Written instruction A =>
Swap each "white" in the records below for "gray", leaving everything else unchanged.

Article =>
- - - - - - -

Europe leads green shipping with new Fit for 55 regulations: AFIR, FuelEU, EU ETS

We analyse two measures included in the Fit for 55 package; the Alternative Fuel Infrastructure Regulation (AFIR), which defines the minimum alternative energy supply infrastructure, and FuelEU Maritime + ReFuelEU, which aims to reduce emissions from energy consumed by the maritime and aviation sector by limiting GHG intensity.

Posted on 05.26.2023

Javier Garrido is a researcher at the Center of Innovation and Transport (CENIT) and PhD student at Port de Barcelona.

Maurici Hervas is a researcher at CENIT and PhD student in energy transition at the Port of Barcelona.

The Fit For 55 package is the culmination of the EU's efforts to accelerate the energy transition and lead the fight against the climate emergency. (Getty Images)

How did the current European climate policy evolve?

The 2016 winter package launched a series of measures to decarbonise the EU economy and comply with the Paris agreements. In 2019 they set out a long-term European strategic vision on climate, targeting full decarbonisation by 2050. The Green Deal  took up these objectives and set out the policies to be developed.

This agreement was translated into legislation through the European Climate Act in 2021 and a series of concrete measures through Fit for 55. Finally, following Russia's invasion of Ukraine in 2022, the EU adopted another package called REPowerEU with two clear objectives;

1- Increase the resilience of the European economy.

2- Reduce its dependence on Russian resources.

Fit for 55: accelerating energy transition

At the time of publication of this article, we are in the final stages of approving the Fit for 55 measures and in the public consultation phase to define the decarbonisation targets for 2040.

- - - - - - -

Supplied data =>

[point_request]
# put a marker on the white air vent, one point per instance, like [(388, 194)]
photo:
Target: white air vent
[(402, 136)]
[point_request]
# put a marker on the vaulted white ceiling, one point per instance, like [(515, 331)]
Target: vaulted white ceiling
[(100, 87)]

- - - - - - -

Written instruction B =>
In the article above on the Fit for 55 regulations, what were the two objectives of the REPowerEU package?

Complete output A =>
[point_request]
# put a marker on the gray air vent, one point per instance, like [(388, 194)]
photo:
Target: gray air vent
[(402, 136)]
[point_request]
# put a marker on the vaulted gray ceiling, one point per instance, like [(515, 331)]
Target: vaulted gray ceiling
[(100, 87)]

Complete output B =>
To increase the resilience of the European economy and to reduce its dependence on Russian resources.